- [ABOUT THIS EXERCISE]
Your copy of the data should match it exactly, except that the pictures are gone.
■ ■ ■ ■ ■
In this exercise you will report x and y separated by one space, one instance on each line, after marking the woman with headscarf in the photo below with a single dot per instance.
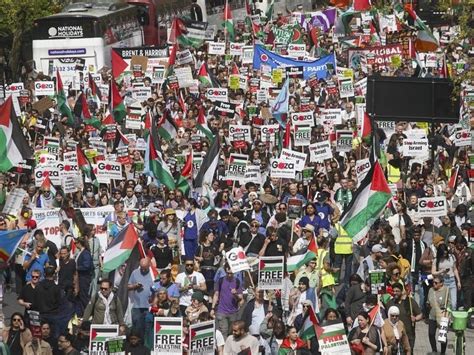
395 333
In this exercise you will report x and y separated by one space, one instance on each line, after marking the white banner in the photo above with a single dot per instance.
432 207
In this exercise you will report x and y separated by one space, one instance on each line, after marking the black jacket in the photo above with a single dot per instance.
48 297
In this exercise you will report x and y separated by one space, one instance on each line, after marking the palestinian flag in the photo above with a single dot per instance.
295 262
116 103
228 22
118 64
158 167
9 242
102 333
202 124
14 147
311 327
166 127
367 204
120 248
182 183
203 76
95 91
209 165
168 326
61 100
85 166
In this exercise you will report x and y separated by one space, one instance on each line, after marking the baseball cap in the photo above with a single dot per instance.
378 248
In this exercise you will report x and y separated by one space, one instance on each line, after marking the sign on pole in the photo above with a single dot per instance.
237 260
168 336
270 272
99 334
202 339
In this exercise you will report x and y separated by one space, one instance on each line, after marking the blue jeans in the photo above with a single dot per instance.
138 319
450 282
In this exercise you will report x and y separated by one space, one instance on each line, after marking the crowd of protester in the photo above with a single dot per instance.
428 262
■ ■ ■ ■ ■
- [EXERCISE OUTPUT]
In this exercise you will report x and y separated by one space, one instance on each line, after marking the woman with headscarf in the photo below with a single dot per instance.
395 333
In this exercise you will report x and y separated by one space, one instance on each line, after marking the white banner in the photo above with a single dot per instance.
432 207
In this exercise you will report x and y separated by one space, one instance on each line, after marking the black jacket in the photo above with a single dot per instance.
48 297
In this exercise you will report x and y separated by one space, one instance on each line, after marking the palestinian flag in the photo above with a single dot per instance.
295 262
116 103
228 22
118 64
158 167
9 242
102 333
202 124
14 147
311 327
166 127
367 204
120 248
182 183
203 76
95 91
209 165
168 326
61 100
85 166
In this exercise you will report x and y separated by one space, one instance on each line, after marking the baseball cap in the photo above with a single dot per instance.
378 248
In this exercise you will report x and y separated by one space, one instance on each line, after marking the sign on pole in the photo above with a single dot per instance.
237 260
168 336
270 272
99 334
202 339
In this exercise you will report x and y separated by one space, one instance on each line, after marking the blue jeans in the photo above with a single dot per instance.
138 319
450 282
In this exercise you will report x and y separated by one space, one instance on each line, after marking the crowd of protester in the photo above with a single dot per instance.
428 262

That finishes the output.